◆ GIVEN INSTRUCTION ◆
Please print the Murray Cod passage word for word, starting at the words "[From: The Art" and stopping after "of the ingredients.".

◆ PASSAGE PROVIDED ◆
**********

The Maccullochella peelii peelii played a hugely significant role in the lives of inland Aboriginal people, featuring large in their mythology and culture, as well as being an important item of food and trade. Early explorers and settlers were astonished by the abundance and size of the fish. John Oxley, who explored inland New South Wales and the Murray-Darling basin, wrote in his journal in 1817:

“If however the country itself is poor, the river is rich in the most excellent fish, procurable in the utmost abundance.”

Oxley reported that one man caught 18 Murray Cod in less than an hour, the largest weighing about 32 kg. It is one of the largest completely fresh-water fish in the world: the largest on record – estimated to be over 75 years old - was caught in 1902 and weighed over 113 kg and measured 1.8 metres in length.

There is some evidence that perhaps the numbers of Murray Cod are increasing again. We do indeed hope so, although 32 kg specimens will probably remain history-book tales.
You will, of course, need to substitute your favourite alternative freshwater fish in this selection of Australian recipes featuring Murray Cod.

Codfish and Potatoes – Bouillabaisse of Cod.
2 lbs. Murray Cod - 1s.
1 lb. Potatoes--1d.
Slices of Roll
1 quart Water
1 fagot of Herbs
2 Leeks or 1 Onion
Pinch of Saffron
1 ½ Butter – 3 ½ d.
Total Cost - 1s. 4 ½ d.
Time - One Hour.

Put the butter into a saucepan, and when it is hot add the leeks or onion chopped small, and let them get a good colour without burning; then add a quart of water, the fagot of herbs, the saffron tied in a piece of muslin, and the potatoes peeled. Bring up to the boil, and when they are nearly cooked cut the cod into slices and lay it in. Cook
slowly for twenty minutes, take up the fish, and put it in a hot dish and lay the potatoes round. Season and flavour the liquor, and boil up.
Cut the bread into slices, put it into a hot dish, and strain the liquor over; serve with the fish.
[From: The Art of Living in Australia, Phillip Muskett, 1893.]

Murray Cod.
Cod, 1 cup breadcrumbs, 1 tablespoon melted butter, 1 dessertspoon chopped parsley, salt and pepper, few drops any liquid sauce.
Take slices from the thick part of the cod, so that there is a flap to enclose the stuffing. Fill the cavity with the rest of the breadcrumbs seasoned with the rest of the ingredients.
After placing the stuffing in position, fasten the flaps around it and make secure with a pointed wooden match. Brush the slices of cod with melted butter, and sprinkle with browned breadcrumbs. Bake gently in a moderate oven and baste frequently. Serve with mild tomato sauce and a garnish of cress.
[From: Australian Cookery of Today, published by the Sun News-Pictorial, edited by ‘Prudence’, circa 1930’s]

Murray Cod Cutlets.

**********

◆ RECORDED INFORMATION ◆
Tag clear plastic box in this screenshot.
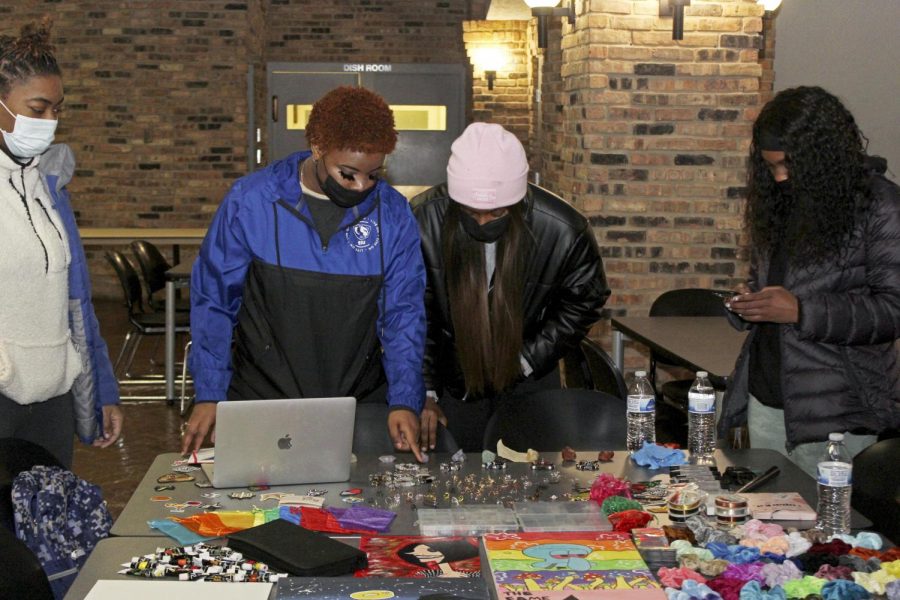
[513,502,612,531]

**********

◆ COMPLETE OUTPUT ◆
[From: The Art of Living in Australia, Phillip Muskett, 1893.]

Murray Cod.
Cod, 1 cup breadcrumbs, 1 tablespoon melted butter, 1 dessertspoon chopped parsley, salt and pepper, few drops any liquid sauce.
Take slices from the thick part of the cod, so that there is a flap to enclose the stuffing. Fill the cavity with the rest of the breadcrumbs seasoned with the rest of the ingredients.